===== Task material =====

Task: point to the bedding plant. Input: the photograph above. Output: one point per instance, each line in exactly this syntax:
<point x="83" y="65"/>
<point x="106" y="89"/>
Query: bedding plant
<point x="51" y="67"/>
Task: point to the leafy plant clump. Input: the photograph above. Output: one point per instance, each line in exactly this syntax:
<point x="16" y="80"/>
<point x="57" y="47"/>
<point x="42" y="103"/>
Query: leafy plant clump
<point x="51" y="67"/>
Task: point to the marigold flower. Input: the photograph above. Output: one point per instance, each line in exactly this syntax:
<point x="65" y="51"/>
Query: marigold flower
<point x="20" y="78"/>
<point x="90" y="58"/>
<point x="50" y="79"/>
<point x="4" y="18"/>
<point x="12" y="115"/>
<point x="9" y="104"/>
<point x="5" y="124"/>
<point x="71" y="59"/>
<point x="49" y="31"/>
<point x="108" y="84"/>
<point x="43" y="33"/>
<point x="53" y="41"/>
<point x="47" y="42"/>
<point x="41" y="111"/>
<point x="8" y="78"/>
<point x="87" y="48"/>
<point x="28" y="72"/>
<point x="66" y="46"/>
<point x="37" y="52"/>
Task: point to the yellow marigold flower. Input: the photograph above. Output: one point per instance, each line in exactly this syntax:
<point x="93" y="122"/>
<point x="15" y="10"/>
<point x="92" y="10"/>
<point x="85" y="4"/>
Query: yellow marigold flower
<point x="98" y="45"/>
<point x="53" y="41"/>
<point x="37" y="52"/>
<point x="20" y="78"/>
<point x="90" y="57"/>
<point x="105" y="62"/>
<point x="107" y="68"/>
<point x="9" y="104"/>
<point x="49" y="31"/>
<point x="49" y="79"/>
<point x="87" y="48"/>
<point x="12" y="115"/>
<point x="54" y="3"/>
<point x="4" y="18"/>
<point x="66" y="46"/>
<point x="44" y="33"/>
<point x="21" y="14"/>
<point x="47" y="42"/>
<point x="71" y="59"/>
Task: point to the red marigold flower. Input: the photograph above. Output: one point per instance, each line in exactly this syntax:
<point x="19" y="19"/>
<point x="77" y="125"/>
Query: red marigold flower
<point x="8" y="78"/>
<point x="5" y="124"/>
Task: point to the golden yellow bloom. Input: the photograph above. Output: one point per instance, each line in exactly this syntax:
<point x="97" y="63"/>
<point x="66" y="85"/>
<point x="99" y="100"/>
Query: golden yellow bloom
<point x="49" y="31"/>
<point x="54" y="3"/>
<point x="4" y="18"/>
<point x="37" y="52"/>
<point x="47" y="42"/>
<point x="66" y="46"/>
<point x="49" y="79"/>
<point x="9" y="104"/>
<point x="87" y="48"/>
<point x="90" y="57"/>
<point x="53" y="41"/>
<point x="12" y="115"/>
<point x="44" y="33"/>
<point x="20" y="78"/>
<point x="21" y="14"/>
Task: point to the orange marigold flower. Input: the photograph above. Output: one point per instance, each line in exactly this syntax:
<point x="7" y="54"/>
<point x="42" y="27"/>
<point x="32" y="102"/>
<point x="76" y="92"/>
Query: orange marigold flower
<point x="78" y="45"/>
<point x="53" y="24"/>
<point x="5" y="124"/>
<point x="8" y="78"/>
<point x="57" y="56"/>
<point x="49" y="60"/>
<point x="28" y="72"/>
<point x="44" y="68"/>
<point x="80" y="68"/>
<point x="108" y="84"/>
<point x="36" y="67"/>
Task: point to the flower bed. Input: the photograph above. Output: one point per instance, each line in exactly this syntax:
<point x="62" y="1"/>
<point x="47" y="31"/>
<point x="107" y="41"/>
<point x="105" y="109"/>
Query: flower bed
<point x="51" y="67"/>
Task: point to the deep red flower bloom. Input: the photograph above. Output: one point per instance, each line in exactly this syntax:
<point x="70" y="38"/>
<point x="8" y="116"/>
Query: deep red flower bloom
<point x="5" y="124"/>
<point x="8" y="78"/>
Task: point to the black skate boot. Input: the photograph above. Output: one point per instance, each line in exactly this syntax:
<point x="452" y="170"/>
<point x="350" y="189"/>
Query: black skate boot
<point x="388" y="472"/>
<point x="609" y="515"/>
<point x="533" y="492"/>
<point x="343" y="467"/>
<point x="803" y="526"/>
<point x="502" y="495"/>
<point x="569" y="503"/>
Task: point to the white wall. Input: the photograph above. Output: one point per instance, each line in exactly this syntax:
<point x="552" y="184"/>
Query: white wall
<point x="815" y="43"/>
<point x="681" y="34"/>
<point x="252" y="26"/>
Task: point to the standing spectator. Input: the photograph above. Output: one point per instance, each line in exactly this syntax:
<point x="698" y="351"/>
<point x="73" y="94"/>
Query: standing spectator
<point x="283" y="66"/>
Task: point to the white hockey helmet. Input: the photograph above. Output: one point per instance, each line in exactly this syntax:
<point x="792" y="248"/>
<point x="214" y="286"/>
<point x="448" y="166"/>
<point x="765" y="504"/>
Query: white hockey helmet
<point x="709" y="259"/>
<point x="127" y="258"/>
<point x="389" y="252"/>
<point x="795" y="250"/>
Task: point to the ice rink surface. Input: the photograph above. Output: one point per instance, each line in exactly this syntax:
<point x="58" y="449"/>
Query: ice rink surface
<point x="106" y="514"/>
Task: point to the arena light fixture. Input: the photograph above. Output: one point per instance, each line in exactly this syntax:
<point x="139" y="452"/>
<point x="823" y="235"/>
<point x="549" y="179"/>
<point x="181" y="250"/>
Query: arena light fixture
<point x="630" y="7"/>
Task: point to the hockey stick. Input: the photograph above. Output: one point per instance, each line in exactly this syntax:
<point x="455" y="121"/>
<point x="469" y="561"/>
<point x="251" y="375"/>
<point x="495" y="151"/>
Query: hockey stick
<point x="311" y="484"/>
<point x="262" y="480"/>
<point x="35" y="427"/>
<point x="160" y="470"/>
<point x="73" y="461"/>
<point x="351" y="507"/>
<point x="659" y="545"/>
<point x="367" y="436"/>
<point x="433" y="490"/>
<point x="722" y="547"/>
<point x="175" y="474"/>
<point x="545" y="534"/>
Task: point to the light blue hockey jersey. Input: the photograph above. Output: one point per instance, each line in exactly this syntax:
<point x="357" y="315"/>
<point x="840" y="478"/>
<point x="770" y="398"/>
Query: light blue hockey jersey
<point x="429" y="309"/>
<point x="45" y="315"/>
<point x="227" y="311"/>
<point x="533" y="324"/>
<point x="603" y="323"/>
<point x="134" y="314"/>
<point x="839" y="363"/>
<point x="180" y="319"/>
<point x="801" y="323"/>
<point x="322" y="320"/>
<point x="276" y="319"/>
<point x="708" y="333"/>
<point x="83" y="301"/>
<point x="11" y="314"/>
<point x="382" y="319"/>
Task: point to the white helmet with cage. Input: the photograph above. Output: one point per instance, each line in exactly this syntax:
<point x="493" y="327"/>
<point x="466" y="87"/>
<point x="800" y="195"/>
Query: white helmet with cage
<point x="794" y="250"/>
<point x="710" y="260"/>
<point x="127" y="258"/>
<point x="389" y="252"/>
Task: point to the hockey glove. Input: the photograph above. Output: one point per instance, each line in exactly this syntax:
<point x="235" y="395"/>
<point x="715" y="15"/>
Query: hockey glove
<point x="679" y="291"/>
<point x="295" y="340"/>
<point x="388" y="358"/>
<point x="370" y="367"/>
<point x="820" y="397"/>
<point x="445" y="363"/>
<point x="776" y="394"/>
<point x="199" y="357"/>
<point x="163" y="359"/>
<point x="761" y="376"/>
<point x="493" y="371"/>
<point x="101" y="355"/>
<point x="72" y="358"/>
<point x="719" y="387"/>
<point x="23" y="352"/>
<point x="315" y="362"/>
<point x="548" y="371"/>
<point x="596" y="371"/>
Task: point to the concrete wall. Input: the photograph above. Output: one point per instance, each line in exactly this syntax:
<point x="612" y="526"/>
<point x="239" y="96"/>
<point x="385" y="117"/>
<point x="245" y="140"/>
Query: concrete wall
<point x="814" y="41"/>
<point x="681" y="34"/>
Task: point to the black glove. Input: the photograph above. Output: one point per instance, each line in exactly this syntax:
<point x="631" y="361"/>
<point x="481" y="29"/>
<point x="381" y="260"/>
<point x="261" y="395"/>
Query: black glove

=====

= Given request =
Give back exactly the lines from the line containing "Task: point to the white helmet" to the end of the entries, and no other lines.

= Correct answer =
Task: point to the white helmet with cage. Input: the photograph above. Output: one point per instance, each line in exactly this syntax:
<point x="493" y="327"/>
<point x="466" y="87"/>
<point x="800" y="195"/>
Query: white helmet with cage
<point x="794" y="250"/>
<point x="710" y="260"/>
<point x="127" y="258"/>
<point x="389" y="252"/>
Task: point to the hockey glove. Input: the photograph above. Output: one point per instance, each line in exactly this syntax:
<point x="235" y="395"/>
<point x="715" y="15"/>
Query: hockey glove
<point x="679" y="291"/>
<point x="295" y="340"/>
<point x="388" y="358"/>
<point x="370" y="367"/>
<point x="820" y="397"/>
<point x="445" y="363"/>
<point x="776" y="394"/>
<point x="199" y="357"/>
<point x="163" y="359"/>
<point x="761" y="376"/>
<point x="493" y="371"/>
<point x="101" y="355"/>
<point x="72" y="358"/>
<point x="719" y="387"/>
<point x="23" y="352"/>
<point x="315" y="362"/>
<point x="548" y="371"/>
<point x="596" y="371"/>
Task: point to the concrete wall. Input: the photograph above. Output: one point per instance, each line in exactly this syntax:
<point x="612" y="526"/>
<point x="239" y="96"/>
<point x="385" y="117"/>
<point x="245" y="140"/>
Query: concrete wall
<point x="814" y="41"/>
<point x="681" y="34"/>
Task: point to the black glove. Input: the photograph above. Output: one point per instance, each line in exactly this syntax:
<point x="631" y="361"/>
<point x="481" y="29"/>
<point x="381" y="260"/>
<point x="261" y="395"/>
Query: black glove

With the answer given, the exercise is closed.